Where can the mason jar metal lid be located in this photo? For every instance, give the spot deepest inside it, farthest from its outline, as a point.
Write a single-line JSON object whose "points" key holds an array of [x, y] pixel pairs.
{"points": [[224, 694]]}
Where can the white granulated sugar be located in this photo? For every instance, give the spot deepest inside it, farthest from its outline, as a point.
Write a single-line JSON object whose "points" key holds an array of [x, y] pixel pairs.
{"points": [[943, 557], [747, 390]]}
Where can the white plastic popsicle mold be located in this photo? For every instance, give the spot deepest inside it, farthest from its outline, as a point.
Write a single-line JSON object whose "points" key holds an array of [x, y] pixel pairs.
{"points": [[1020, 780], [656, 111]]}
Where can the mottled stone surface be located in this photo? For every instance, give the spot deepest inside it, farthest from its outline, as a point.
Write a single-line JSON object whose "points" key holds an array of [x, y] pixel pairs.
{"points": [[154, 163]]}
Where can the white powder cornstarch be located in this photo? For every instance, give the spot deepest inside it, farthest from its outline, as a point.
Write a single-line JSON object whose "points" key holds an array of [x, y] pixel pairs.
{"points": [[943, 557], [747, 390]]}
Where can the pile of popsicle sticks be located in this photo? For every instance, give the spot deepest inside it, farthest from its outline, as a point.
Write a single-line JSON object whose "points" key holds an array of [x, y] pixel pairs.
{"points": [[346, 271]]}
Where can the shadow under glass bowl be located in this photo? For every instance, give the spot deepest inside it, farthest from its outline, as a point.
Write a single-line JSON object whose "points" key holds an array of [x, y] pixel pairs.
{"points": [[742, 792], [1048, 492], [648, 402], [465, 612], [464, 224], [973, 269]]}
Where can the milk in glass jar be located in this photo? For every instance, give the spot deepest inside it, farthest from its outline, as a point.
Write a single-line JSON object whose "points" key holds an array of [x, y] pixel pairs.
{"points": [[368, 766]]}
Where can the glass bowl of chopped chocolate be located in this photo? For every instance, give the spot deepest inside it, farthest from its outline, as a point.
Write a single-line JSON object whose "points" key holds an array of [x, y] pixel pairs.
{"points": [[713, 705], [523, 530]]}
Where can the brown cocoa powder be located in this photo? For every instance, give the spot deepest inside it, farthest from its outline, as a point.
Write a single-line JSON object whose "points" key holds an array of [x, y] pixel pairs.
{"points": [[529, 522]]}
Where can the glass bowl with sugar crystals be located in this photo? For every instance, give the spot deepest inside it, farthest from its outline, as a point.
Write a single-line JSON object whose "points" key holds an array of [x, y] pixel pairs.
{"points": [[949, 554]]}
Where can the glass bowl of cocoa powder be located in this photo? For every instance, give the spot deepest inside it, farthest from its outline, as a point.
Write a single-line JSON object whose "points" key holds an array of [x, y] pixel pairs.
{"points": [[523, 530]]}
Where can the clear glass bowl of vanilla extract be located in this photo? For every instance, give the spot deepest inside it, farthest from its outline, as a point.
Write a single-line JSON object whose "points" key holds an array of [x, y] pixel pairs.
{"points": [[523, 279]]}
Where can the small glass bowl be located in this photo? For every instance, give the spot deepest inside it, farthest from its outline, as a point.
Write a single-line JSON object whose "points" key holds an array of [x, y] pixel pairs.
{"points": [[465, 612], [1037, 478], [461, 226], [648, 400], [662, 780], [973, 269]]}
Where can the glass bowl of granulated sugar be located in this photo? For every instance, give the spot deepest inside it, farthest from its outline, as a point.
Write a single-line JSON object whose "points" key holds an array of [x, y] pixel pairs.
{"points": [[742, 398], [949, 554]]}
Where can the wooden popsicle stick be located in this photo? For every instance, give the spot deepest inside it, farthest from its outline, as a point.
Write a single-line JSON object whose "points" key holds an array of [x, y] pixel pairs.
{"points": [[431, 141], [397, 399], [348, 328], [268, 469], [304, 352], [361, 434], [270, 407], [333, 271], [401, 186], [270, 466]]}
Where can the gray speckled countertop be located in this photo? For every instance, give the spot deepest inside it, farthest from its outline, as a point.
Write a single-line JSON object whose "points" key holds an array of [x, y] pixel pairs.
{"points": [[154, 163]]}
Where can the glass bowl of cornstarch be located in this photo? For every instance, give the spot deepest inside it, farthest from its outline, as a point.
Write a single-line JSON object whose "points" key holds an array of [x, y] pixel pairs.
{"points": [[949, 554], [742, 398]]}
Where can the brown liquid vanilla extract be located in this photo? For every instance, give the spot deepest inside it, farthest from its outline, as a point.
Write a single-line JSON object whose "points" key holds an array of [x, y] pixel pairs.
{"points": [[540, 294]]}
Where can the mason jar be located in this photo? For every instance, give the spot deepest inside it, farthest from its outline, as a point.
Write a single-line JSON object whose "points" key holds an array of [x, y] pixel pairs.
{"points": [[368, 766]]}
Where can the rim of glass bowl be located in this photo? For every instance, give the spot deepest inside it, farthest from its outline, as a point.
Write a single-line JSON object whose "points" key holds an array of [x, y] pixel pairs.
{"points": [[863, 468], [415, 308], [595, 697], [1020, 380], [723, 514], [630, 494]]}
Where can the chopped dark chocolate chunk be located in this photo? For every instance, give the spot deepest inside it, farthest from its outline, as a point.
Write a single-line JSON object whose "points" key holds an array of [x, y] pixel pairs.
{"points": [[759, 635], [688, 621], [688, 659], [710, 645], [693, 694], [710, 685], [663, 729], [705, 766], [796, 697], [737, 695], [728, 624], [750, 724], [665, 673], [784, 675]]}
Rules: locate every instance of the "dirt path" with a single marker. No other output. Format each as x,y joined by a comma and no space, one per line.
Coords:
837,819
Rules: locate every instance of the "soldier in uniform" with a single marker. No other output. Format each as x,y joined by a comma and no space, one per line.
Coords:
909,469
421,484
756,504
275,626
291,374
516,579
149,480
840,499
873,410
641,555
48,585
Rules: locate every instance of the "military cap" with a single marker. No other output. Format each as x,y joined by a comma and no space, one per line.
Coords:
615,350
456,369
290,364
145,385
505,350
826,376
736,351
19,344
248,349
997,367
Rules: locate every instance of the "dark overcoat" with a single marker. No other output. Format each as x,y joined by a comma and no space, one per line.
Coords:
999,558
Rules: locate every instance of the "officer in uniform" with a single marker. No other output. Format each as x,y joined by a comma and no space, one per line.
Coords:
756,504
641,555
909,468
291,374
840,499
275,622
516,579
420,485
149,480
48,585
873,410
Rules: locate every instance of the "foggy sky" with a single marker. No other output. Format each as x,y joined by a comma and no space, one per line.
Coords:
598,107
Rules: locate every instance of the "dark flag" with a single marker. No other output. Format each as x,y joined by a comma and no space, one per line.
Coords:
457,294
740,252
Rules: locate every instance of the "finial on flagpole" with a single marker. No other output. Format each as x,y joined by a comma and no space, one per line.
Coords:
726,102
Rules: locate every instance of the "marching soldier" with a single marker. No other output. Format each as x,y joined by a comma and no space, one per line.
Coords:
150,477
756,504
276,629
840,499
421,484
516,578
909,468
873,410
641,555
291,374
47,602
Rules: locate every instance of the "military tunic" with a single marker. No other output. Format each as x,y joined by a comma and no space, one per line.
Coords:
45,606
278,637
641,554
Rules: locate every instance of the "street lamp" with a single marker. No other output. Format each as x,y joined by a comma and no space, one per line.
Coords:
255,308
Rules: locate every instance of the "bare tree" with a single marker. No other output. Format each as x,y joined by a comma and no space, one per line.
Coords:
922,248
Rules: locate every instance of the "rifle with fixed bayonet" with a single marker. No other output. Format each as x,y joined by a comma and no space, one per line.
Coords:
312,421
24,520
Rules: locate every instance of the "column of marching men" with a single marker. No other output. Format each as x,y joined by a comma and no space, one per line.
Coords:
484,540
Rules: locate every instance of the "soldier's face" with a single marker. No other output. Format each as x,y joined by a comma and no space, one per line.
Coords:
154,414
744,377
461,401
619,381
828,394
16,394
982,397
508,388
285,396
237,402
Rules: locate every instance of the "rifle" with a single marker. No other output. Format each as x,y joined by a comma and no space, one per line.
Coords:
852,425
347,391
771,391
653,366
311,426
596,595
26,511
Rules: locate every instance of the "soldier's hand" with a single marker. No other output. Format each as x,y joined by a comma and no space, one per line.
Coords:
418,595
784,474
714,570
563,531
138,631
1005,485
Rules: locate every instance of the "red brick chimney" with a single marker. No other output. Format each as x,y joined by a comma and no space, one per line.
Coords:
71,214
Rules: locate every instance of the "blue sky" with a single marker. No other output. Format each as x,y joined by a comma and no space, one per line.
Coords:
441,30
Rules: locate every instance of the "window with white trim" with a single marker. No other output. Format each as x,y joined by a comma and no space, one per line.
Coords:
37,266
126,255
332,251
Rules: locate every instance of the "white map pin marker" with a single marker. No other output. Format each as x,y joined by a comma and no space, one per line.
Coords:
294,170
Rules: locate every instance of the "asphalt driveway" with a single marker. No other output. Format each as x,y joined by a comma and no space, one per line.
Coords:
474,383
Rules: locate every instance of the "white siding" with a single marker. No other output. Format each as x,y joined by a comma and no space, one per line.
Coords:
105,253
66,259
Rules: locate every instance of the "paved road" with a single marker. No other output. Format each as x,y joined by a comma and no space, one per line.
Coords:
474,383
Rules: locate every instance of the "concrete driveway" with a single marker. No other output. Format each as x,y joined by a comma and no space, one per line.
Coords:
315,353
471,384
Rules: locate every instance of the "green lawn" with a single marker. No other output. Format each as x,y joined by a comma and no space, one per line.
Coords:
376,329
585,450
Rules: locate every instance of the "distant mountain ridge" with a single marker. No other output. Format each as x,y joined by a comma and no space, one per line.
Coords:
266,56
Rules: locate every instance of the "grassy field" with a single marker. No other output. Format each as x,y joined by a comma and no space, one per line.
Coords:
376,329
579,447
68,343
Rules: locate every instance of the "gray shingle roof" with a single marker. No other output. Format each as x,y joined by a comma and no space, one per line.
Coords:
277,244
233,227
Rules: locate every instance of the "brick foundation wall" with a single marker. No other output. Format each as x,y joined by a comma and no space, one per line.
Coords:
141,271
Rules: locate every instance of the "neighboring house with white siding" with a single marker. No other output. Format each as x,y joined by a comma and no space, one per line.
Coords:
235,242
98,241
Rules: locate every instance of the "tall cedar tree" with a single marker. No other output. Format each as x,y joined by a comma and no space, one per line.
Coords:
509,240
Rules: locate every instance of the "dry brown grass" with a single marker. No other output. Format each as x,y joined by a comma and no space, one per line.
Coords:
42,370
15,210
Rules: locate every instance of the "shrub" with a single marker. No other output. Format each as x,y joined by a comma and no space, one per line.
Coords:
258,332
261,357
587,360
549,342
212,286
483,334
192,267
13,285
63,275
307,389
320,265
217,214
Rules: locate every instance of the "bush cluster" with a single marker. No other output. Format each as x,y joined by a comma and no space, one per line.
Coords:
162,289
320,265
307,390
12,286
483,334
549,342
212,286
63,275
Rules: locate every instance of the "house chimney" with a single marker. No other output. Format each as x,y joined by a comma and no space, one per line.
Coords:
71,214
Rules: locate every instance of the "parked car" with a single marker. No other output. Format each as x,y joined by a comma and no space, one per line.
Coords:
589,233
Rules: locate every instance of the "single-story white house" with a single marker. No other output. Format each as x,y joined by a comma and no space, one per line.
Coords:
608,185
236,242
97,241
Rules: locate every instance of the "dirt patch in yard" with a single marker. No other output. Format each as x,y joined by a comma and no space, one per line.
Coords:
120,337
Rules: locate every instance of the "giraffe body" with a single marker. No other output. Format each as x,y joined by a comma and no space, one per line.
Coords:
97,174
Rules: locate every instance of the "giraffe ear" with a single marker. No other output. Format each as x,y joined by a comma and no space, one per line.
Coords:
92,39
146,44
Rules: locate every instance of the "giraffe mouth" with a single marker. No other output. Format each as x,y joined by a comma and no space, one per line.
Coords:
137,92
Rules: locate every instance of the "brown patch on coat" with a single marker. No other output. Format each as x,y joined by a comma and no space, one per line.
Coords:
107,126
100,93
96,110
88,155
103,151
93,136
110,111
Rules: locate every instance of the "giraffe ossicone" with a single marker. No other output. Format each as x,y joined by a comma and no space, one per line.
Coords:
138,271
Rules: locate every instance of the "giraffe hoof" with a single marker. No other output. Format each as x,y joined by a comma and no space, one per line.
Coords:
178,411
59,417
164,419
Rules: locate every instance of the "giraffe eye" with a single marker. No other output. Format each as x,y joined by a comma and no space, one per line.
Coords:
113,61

^^^^

Reproduce exactly the lines that run from the start of the records to the line with "Where can the milk", both included.

Task response
Where can the mason jar metal lid be located in this photo? For every instance, give the spot deepest inside it, farthest from its outline, as a point.
Write a single-line JSON object whose "points" key holds an array of [x, y] pixel pairs.
{"points": [[224, 694]]}
Where can the white granulated sugar be located in this photo? For every instance, give the spot deepest inside it, farthest from its outline, as a point.
Write a single-line JSON object whose "points" key holds an array of [x, y] pixel pairs.
{"points": [[943, 557], [747, 390]]}
Where can the white plastic popsicle mold be located in this photo? For every instance, give the spot deepest inside it, farthest from its outline, as a point.
Write a single-line JSON object whose "points" key holds an array of [x, y] pixel pairs.
{"points": [[1020, 780], [656, 111]]}
Where can the mottled stone surface be located in this photo? For every instance, give the spot deepest inside it, farthest from its outline, as a point.
Write a single-line JSON object whose "points" key holds an array of [x, y] pixel pairs.
{"points": [[154, 163]]}
Where can the white powder cornstarch be located in this photo? For every instance, give the spot deepest inside it, farthest from its outline, as a point.
Write a single-line JSON object whose "points" key holds an array of [x, y] pixel pairs.
{"points": [[943, 557], [747, 390]]}
Where can the pile of popsicle sticks be located in this photo? For every instance, give the spot deepest inside it, farthest from its outline, as a point.
Write a single-line JSON object whose "points" key holds an array of [x, y] pixel pairs.
{"points": [[346, 271]]}
Where can the shadow under glass bowl be located in this photo? For every instance, give the spot deepest inside it, farthest from its outline, as a point.
Write a single-line JSON object whose "points" key holds an array of [x, y] pixel pairs.
{"points": [[742, 792], [1048, 492], [648, 402], [465, 612], [464, 224], [973, 269]]}
Where can the milk in glass jar be located in this photo? For every instance, give the spot deepest inside it, farthest from its outline, as a point.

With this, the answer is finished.